*Written exercise A*
In the railway history, who proposed the first project for a railway linking Rome to the sea, and in what year?

*Selection*
________________________________________

The Roma–Lido railway is an urban railway line connecting the Porta San Paolo Station in Rome to Lido di Ostia, Rome's seaside neighborhood.
The railway is  long, stops at 13 stations and carries on average over 90,000 passengers per day.

History
A link between Rome and Ostia was necessary since the end of the nineteenth century, when the population of the coastal area began to rise dramatically.

The first project for a railway that connected Rome to its sea was proposed by Engineer Felipe Costa in 1868 and was accepted by the Papal State, which at the time ruled the whole area. For the financing of the project, 9 million pounds, at the time, had been raised by Roman nobles who had the intention of creating a private group. In 1870, with the fall of the Papal States, the project was abandoned.

Later, a tram line that would connect the small city was discussed, but it was determined that it would be of no use.

Between 1900 and the outbreak of the First World War there were many projects and the establishments of various companies. In 1906, the City Council had appointed a commission to study the problem of the connection between the city and the sea, who designed a magnificent  wide avenue well. The following year the Chamber of Commerce approved a budget of 15,000 pounds for the costs of the projects and advocated the opening of a railway line on the fiftieth anniversary of the unity of Italy that would have been celebrated in 1911.

In 1909 there was a false start after an agreement with the City of Rome, a Belgian company, the S. & C. Baschwitz.

In 1913 at a public meeting it was stated that the railway was "the desire of all citizens".

Shortly after, the engineer Paolo Orlando (future commissioner to Agro Romano with Mayor Prospero Colonna ) promoted the establishment of the Company "La Marina di Roma", which proposed a standard gauge railway and electric traction. A project was developed which provided, as well as the design of the Stefer, for the terminus to be at via Annibaldi, between the Colosseum and Via Cavour. On the basis of various considerations, it was decided that the terminus would be at Porta San Paolo.

________________________________________

*Data rows*
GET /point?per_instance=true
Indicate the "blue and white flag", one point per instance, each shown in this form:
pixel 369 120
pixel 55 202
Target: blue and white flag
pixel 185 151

________________________________________

*Written exercise B*
Render the lines of the entries as a Markdown table with columns n (the row number) and Line, leaving out any blank lines.

*Exercise solution A*
Engineer Felipe Costa proposed it in 1868.

*Exercise solution B*
| n | Line |
|---|---|
| 1 | GET /point?per_instance=true |
| 2 | Indicate the "blue and white flag", one point per instance, each shown in this form: |
| 3 | pixel 369 120 |
| 4 | pixel 55 202 |
| 5 | Target: blue and white flag |
| 6 | pixel 185 151 |